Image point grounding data
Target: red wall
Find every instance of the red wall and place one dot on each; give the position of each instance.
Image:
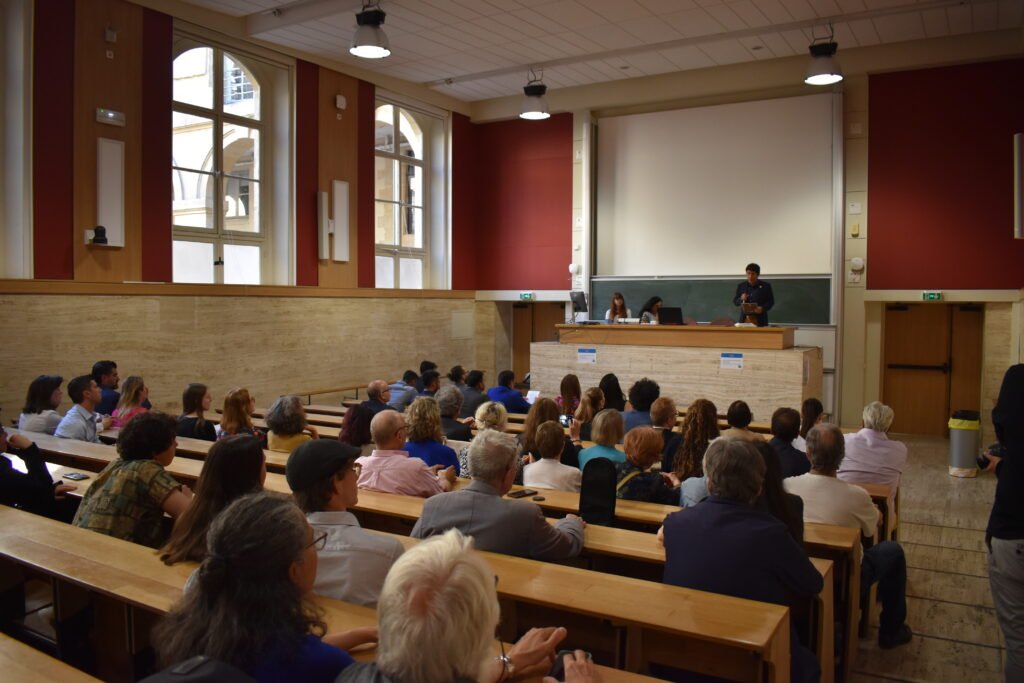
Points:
(940, 177)
(512, 204)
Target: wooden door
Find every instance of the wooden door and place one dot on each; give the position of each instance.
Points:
(915, 380)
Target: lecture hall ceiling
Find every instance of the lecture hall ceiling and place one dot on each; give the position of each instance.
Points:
(481, 49)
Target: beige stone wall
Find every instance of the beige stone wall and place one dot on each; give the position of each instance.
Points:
(270, 345)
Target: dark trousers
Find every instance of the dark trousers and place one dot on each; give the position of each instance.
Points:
(886, 564)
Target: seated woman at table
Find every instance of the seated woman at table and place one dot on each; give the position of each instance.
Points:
(607, 431)
(41, 402)
(425, 438)
(636, 481)
(438, 612)
(133, 394)
(355, 428)
(193, 423)
(237, 419)
(287, 420)
(233, 467)
(129, 498)
(591, 403)
(489, 415)
(250, 605)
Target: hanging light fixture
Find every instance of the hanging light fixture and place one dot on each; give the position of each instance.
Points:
(370, 41)
(824, 69)
(534, 105)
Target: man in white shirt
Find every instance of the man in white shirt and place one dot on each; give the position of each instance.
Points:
(828, 501)
(352, 562)
(870, 456)
(389, 469)
(548, 472)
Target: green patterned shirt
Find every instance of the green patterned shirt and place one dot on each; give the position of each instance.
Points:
(126, 501)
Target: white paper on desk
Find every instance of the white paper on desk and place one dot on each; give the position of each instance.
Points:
(731, 361)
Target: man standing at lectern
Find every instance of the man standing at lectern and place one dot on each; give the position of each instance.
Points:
(756, 291)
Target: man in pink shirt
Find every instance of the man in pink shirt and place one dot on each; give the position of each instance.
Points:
(389, 469)
(870, 456)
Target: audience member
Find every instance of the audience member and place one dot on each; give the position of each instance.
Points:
(233, 467)
(607, 431)
(33, 489)
(438, 612)
(739, 419)
(80, 422)
(726, 546)
(352, 563)
(474, 394)
(287, 420)
(784, 507)
(829, 501)
(425, 438)
(811, 413)
(237, 418)
(488, 416)
(129, 498)
(548, 471)
(591, 403)
(431, 381)
(133, 394)
(41, 402)
(250, 605)
(1005, 535)
(458, 377)
(870, 456)
(193, 424)
(613, 396)
(784, 428)
(505, 394)
(391, 470)
(664, 416)
(569, 393)
(450, 403)
(643, 393)
(378, 395)
(635, 480)
(497, 524)
(355, 428)
(403, 391)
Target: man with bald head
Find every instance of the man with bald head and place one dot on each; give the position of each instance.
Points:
(829, 501)
(389, 469)
(378, 395)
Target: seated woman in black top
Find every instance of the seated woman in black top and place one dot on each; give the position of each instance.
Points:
(195, 402)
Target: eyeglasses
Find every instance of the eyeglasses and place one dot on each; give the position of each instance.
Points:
(320, 542)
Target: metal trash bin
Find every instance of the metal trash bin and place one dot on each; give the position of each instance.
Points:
(965, 436)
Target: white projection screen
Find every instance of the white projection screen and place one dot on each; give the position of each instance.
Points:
(705, 190)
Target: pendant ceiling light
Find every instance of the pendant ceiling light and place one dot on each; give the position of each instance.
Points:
(370, 41)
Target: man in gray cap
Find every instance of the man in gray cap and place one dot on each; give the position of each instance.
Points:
(351, 561)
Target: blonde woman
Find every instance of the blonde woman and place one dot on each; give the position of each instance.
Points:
(489, 415)
(133, 394)
(426, 440)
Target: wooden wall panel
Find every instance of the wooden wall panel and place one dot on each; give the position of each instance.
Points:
(339, 161)
(115, 83)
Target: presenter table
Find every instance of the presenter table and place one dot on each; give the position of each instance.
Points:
(757, 365)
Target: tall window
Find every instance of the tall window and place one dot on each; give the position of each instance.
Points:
(402, 202)
(219, 227)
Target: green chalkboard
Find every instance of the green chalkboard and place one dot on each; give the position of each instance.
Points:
(798, 300)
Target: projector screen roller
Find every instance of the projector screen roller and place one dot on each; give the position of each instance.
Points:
(705, 190)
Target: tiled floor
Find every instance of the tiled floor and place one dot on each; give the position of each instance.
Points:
(941, 527)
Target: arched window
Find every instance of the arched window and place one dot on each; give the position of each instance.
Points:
(220, 233)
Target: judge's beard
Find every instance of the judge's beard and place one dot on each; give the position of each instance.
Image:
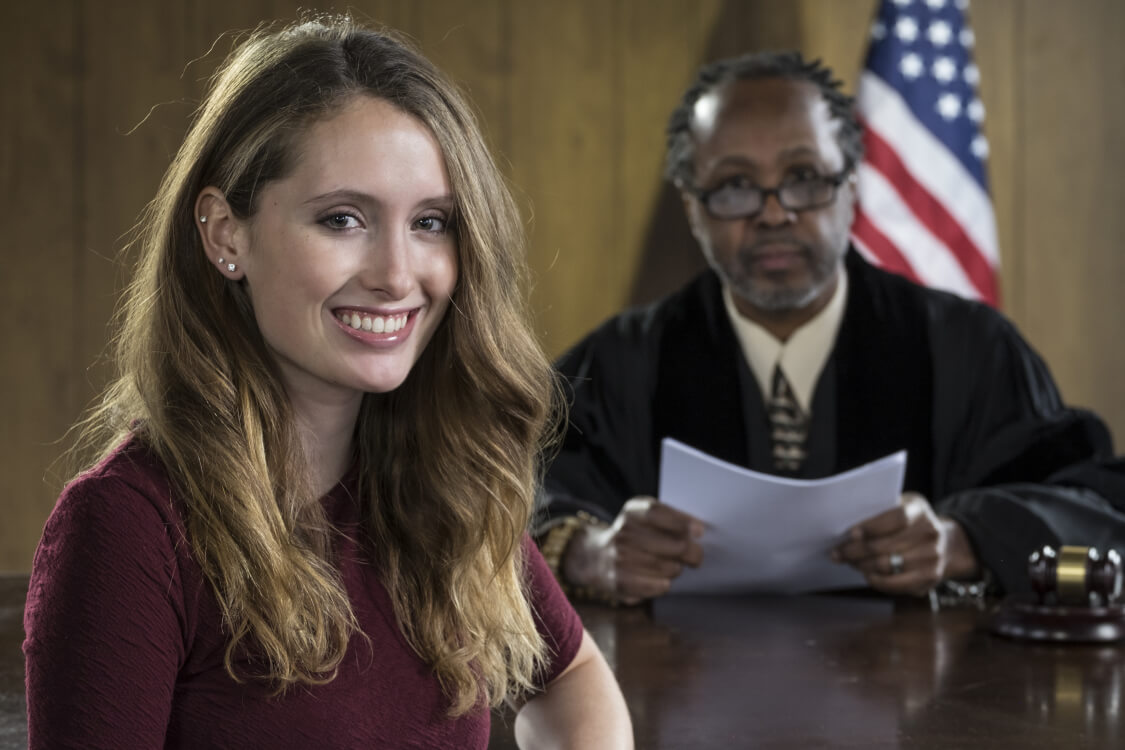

### Task details
The total, and only the total: count the lines above that contain "beard".

### Exercise answer
2